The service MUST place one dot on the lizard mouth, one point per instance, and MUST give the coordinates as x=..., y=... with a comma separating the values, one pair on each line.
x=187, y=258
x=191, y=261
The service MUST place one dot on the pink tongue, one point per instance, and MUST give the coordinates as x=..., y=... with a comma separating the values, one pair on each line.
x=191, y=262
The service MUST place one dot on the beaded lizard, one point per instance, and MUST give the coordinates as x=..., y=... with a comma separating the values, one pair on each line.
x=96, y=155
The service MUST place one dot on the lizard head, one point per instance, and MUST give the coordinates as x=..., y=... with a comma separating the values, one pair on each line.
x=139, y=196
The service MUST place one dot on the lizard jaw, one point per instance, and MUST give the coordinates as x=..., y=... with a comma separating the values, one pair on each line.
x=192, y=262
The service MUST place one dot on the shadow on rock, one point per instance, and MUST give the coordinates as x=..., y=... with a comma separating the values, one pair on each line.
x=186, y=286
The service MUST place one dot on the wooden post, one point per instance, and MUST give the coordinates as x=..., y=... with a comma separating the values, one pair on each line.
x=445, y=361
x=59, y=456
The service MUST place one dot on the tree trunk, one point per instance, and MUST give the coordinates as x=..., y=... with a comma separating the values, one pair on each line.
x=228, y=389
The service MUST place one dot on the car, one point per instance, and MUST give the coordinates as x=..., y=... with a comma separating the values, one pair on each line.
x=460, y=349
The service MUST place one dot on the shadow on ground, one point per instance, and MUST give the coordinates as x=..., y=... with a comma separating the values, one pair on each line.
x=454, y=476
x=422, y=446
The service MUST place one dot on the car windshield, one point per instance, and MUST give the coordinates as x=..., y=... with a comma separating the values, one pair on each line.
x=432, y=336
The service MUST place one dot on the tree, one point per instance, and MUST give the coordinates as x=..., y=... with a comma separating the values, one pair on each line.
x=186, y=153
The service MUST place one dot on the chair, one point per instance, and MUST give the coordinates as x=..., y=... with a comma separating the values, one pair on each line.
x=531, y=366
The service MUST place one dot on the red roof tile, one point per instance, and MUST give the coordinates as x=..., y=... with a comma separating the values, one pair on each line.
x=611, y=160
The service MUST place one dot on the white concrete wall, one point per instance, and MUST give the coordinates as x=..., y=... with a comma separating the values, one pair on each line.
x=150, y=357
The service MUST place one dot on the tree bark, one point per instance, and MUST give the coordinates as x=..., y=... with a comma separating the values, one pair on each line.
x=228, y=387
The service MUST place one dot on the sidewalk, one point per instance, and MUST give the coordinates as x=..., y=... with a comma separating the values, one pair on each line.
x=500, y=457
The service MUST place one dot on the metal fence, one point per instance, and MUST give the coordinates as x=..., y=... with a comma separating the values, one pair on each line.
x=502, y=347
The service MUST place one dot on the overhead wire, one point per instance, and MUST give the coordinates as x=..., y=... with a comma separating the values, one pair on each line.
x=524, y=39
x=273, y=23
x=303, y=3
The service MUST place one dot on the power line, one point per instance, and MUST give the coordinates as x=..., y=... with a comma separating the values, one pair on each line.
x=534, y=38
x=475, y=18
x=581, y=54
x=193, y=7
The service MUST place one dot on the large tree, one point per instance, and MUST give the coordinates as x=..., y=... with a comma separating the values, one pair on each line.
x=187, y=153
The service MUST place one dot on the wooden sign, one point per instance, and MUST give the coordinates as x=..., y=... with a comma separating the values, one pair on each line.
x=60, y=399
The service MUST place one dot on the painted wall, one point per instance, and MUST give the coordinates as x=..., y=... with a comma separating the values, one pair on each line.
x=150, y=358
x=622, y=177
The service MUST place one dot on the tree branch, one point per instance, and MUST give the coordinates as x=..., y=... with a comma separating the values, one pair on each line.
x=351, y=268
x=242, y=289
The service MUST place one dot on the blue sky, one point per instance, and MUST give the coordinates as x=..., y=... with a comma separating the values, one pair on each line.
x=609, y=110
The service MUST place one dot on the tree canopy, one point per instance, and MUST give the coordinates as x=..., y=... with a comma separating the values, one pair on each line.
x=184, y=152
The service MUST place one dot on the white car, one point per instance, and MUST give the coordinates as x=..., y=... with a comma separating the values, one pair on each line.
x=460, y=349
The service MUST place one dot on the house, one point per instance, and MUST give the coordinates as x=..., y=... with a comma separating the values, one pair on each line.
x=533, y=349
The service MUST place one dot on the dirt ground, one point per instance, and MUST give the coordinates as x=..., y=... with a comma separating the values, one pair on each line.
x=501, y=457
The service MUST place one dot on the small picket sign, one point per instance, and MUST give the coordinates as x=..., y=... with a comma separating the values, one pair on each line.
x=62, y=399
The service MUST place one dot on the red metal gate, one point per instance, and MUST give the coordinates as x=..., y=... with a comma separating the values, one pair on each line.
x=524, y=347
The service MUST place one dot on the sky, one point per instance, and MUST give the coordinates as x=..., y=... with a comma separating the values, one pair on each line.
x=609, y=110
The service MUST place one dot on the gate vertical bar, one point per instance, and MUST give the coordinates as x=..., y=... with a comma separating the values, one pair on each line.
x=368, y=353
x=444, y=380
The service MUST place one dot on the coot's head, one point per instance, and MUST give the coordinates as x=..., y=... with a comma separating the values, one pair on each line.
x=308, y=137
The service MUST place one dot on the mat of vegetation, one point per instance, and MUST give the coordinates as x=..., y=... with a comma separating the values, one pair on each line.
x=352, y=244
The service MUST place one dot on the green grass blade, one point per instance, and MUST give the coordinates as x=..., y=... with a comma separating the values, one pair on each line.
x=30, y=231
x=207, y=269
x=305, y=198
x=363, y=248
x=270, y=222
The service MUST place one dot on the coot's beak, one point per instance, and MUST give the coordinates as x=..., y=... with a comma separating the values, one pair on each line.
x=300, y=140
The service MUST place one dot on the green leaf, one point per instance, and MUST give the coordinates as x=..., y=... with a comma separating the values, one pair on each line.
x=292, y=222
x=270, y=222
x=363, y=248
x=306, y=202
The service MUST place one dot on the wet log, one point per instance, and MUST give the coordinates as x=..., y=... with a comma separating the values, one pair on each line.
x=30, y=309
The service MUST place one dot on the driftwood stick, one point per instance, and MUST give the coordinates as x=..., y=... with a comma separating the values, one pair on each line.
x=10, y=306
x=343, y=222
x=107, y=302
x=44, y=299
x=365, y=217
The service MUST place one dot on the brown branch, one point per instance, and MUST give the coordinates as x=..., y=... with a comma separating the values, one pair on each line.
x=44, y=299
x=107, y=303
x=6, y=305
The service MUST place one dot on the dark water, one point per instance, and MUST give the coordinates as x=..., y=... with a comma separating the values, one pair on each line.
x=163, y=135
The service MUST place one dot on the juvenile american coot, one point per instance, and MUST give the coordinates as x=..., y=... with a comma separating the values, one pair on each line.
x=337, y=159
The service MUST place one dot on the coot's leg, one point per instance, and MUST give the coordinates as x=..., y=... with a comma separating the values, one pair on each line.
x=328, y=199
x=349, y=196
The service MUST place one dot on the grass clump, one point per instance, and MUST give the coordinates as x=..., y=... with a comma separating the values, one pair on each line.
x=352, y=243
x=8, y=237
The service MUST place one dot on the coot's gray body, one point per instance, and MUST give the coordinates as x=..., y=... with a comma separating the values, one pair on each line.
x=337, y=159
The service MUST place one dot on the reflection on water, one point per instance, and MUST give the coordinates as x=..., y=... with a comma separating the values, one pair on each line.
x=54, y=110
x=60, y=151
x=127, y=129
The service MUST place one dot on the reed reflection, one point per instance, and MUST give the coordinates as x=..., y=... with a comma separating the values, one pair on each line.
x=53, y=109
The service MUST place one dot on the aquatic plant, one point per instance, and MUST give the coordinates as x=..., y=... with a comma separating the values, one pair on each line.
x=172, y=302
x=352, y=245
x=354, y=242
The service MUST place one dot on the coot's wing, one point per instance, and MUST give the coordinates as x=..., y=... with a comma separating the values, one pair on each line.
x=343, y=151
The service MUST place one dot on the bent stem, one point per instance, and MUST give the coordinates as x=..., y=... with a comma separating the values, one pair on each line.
☆ ☆ ☆ ☆ ☆ ☆ ☆
Convert the stretch from the start of the entries through the line containing "x=139, y=196" into a two-column CSV with the headers instruction and coordinates. Give one row per entry, with its text and its answer each in a single quoted field and any line breaks replaced by spaces.

instruction,coordinates
"The service MUST place one dot on the lizard mouth, one point per instance, and MUST give the coordinates as x=..., y=... with a comma separating the values, one pair on each line.","x=187, y=258 x=191, y=261"
"The service MUST place one dot on the pink tongue, one point per instance, and MUST give the coordinates as x=..., y=... with a comma separating the values, one pair on each line.","x=191, y=262"
"The service MUST place one dot on the beaded lizard, one point per instance, and MUST give the coordinates as x=..., y=... with a comma separating the values, one pair on each line.","x=96, y=155"
"The service MUST place one dot on the lizard head, one point per instance, and MUST give the coordinates as x=..., y=... with a comma separating the values, one pair on each line.","x=139, y=196"